-- BEGIN Dataset records --
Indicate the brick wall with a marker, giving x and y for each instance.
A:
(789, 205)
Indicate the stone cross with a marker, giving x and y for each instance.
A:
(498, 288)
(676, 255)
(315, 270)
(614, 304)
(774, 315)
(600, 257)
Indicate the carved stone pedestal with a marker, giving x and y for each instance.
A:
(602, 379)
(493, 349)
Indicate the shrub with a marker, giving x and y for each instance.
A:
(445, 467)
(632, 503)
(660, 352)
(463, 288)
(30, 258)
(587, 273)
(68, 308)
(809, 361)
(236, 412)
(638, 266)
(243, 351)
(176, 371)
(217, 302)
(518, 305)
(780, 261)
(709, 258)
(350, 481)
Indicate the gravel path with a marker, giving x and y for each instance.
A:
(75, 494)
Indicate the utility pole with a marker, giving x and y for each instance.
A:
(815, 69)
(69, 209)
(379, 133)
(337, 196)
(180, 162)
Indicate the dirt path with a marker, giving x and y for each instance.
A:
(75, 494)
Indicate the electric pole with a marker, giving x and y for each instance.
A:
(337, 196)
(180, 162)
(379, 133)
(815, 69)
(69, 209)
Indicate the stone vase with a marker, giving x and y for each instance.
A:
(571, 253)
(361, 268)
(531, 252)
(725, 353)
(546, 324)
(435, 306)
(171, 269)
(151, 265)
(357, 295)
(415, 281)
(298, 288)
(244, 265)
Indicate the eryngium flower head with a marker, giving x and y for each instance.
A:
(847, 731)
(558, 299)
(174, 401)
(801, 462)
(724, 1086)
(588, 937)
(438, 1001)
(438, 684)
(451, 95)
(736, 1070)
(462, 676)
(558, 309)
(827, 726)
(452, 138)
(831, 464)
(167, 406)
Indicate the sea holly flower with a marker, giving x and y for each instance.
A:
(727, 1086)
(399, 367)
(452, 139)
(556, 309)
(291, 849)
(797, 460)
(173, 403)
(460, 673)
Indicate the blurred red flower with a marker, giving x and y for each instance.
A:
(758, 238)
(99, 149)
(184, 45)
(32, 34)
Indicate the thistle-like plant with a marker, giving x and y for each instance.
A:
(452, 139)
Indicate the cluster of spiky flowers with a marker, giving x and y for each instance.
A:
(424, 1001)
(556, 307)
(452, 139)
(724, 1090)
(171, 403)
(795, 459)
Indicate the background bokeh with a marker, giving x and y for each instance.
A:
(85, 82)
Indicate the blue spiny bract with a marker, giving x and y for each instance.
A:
-- END Dataset records --
## What the exercise asks
Quote all of the entries above word for word, without altering anything.

## Output for this task
Indicate the brick wall with a marker, giving x and y for each instance.
A:
(789, 205)
Indicate the stone cross with a marker, giving x and y for each instance.
A:
(498, 288)
(676, 255)
(315, 270)
(614, 304)
(774, 315)
(600, 257)
Indicate the carved stone pedestal with a marker, giving x and y for each instance.
A:
(602, 379)
(493, 349)
Indicate the shrub with a marker, giving x and y for each instance.
A:
(445, 467)
(632, 503)
(660, 352)
(463, 288)
(30, 258)
(587, 273)
(68, 308)
(809, 361)
(236, 412)
(638, 266)
(243, 351)
(176, 371)
(217, 302)
(518, 305)
(780, 261)
(709, 258)
(350, 481)
Indicate the gravel path with a marker, giving x and y for each instance.
A:
(75, 494)
Indicate the utility pole with a marker, giving x and y for each instance.
A:
(815, 69)
(69, 209)
(379, 133)
(337, 196)
(180, 162)
Indicate the dirt path with a marker, giving x and y for each instance.
A:
(75, 494)
Indicate the electric pole with a marker, giving x and y for each instance.
A:
(337, 196)
(180, 162)
(379, 133)
(815, 69)
(69, 209)
Indicate the stone vase with a marker, giving x and y for each instance.
A:
(571, 253)
(361, 268)
(531, 252)
(725, 353)
(546, 324)
(435, 306)
(171, 269)
(151, 265)
(357, 295)
(415, 281)
(298, 288)
(244, 265)
Indicate the eryngium flower head with a marker, giving x and y for each instance.
A:
(847, 731)
(558, 299)
(174, 401)
(801, 462)
(724, 1086)
(588, 937)
(438, 1001)
(438, 684)
(451, 95)
(736, 1070)
(462, 676)
(558, 309)
(827, 726)
(452, 138)
(831, 464)
(167, 406)
Indicate the sea holly flower with a marker, giving x and y for each instance.
A:
(727, 1086)
(399, 367)
(452, 139)
(556, 309)
(291, 849)
(797, 460)
(173, 403)
(460, 673)
Indicate the blurred red flower with a marker, giving x and y for each instance.
A:
(758, 238)
(99, 149)
(184, 45)
(32, 34)
Indicate the thistle-like plant with a marker, giving x and y for each instance.
A:
(452, 139)
Indicate the cluster of spiky flowers with a marker, giving x and y for each instance.
A:
(424, 1001)
(556, 307)
(452, 139)
(724, 1090)
(171, 403)
(795, 459)
Indicate the background bokeh with a marker, giving x and y for each instance.
A:
(85, 82)
Indicate the blue spiny bract with a marker, giving x and y for each instance.
A:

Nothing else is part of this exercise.